_Exercícios propostos_
[1] Repita, sem nenhuma alteração, as linhas dos dados fornecidos da linha que contém "Does the above picture contain any tall" até a linha que contém "[9, 12, 244, 178]", incluindo ambas.
[2] Prossiga a crônica sobre a Amazônia de Cousteau a partir da última frase apresentada.

_Texto_
========================

CRÔNICAS

Expedição Priquita (I): A França dos amazonenses

Em: 31 de Maio de 1985 Visualizações: 4457
Expedição Priquita (I): A França dos amazonenses

Todas as quintas-feiras, à noite, até mesmo as moscas da Feira do Bagaço, na Compensa, em Manaus, deixam de voar para não fazer barulho. Polícia não bate, professor não protesta, jornalista não escreve, prefeito e governador não roubam, dedo-duro não delata e puxa-saco não berinha nem berinho. O que aconteceu? A epidemia de greves do ABC se alastrou pelo Amazonas? Não. Simplesmente, a cidade de Manaus, com o peito cheio de orgulho verde-amarelo, da cor do tucupi, retém a respiração, com os olhos grudados na televisão para conhecer a “Amazônia de Cousteau” transmitida pela TV Globo.

Esta enorme expectativa tem razão de ser. O oceanógrafo e ex-oficial da marinha francesa, Jacques Cousteau, durante ano e meio percorreu o rio Amazonas a bordo do Calypso, um navio-laboratório, acompanhado de várias embarcações de apoio, hidroavião, helicóptero, três caminhões, um deles anfíbio. Gastou o equivalente a Cr$ 40.000.000.000 (quarenta bilhões de cruzeiros) para mostrar ao mundo o que é que a Amazônia tem. E já que custou tanto dinheiro, a população está esperando ver um inventário completo da Amazônia profunda e verdadeira. Se com alguns tostões o cineasta Silvino Santos, em 1922, nos deu a obra-prima “No País das Amazonas”, o que podemos esperar de Cousteau com 40 bilhões?

========================

_Dados fornecidos_

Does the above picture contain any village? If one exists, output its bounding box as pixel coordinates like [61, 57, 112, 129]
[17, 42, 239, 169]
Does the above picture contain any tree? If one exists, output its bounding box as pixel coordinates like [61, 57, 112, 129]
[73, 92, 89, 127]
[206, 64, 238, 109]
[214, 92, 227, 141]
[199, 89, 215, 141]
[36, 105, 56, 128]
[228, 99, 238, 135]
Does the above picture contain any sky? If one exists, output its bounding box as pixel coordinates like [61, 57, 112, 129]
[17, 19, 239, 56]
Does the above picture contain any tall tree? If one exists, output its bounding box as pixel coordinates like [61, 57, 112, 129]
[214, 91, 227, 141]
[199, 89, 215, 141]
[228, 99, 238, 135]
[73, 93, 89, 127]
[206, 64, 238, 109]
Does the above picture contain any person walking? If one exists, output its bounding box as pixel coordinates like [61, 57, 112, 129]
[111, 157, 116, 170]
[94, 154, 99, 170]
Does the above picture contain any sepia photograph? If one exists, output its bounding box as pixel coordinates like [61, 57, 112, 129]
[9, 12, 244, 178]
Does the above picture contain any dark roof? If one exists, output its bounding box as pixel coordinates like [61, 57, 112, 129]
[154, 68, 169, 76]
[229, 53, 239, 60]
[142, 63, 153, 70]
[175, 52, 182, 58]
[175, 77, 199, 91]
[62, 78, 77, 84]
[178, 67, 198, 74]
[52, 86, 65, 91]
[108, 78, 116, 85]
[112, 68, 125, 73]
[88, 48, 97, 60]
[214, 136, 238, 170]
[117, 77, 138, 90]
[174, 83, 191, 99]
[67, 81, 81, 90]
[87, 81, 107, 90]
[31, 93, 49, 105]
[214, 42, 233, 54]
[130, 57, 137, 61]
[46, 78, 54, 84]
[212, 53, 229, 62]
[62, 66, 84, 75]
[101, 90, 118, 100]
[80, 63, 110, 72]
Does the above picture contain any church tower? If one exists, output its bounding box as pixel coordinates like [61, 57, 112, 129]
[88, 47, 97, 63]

========================

_Lista de respostas_
[1]
Does the above picture contain any tall tree? If one exists, output its bounding box as pixel coordinates like [61, 57, 112, 129]
[214, 91, 227, 141]
[199, 89, 215, 141]
[228, 99, 238, 135]
[73, 93, 89, 127]
[206, 64, 238, 109]
Does the above picture contain any person walking? If one exists, output its bounding box as pixel coordinates like [61, 57, 112, 129]
[111, 157, 116, 170]
[94, 154, 99, 170]
Does the above picture contain any sepia photograph? If one exists, output its bounding box as pixel coordinates like [61, 57, 112, 129]
[9, 12, 244, 178]

[2]
Encontro das águas

Nós queremos ver refletida na “Amazônia de Cousteau” a nossa própria imagem, como se estivéssemos diante de um espelho. De repente, na primeira série, Manaus inteira estremece diante de uma imagem sombreada. A Amazônia entra em cena? Ainda não. Quem aparece é o comandante francês Jacques Cousteau, de perfil, com seu nariz de ave de rapina e sua cara de “cientista arrojado” na voz em off de Sérgio Chapelain, cuja emoção parece sincera:

- Veja no próximo segmento imagens de Cousteau que mostra como as águas do rio Negro não se misturam com as do Solimões.

Foi tchaca-tchaca na butchaca. Quem viu, viu. Quem não viu, perdeu. Depois de quatro minutos e 22 segundos de sabão-em-pó, blue-jeans, a caninha que desce, “olha meu estomanol, o melhor remédio do mundo”, disco da Vereda Tropical, propaganda da Fundação Roberto Marinho e uns 75 comerciais complementares, o comandante Cousteau começa, enfim, a nos mostrar um fato espantoso, já observado pelo frei Gaspar de Carvajal, em 1542, e ao longo de cinco séculos por centenas de viajantes, mas era a primeira vez mostrado por um francês numa tv brasileira.

- O rio Negro é Negro e o Solimões é amarelo como o tucupi. Mas – oh, céus – a água de um não se mistura com a do outro. Não há entre os dois, digamos assim, uma miscigenação. Impressionante!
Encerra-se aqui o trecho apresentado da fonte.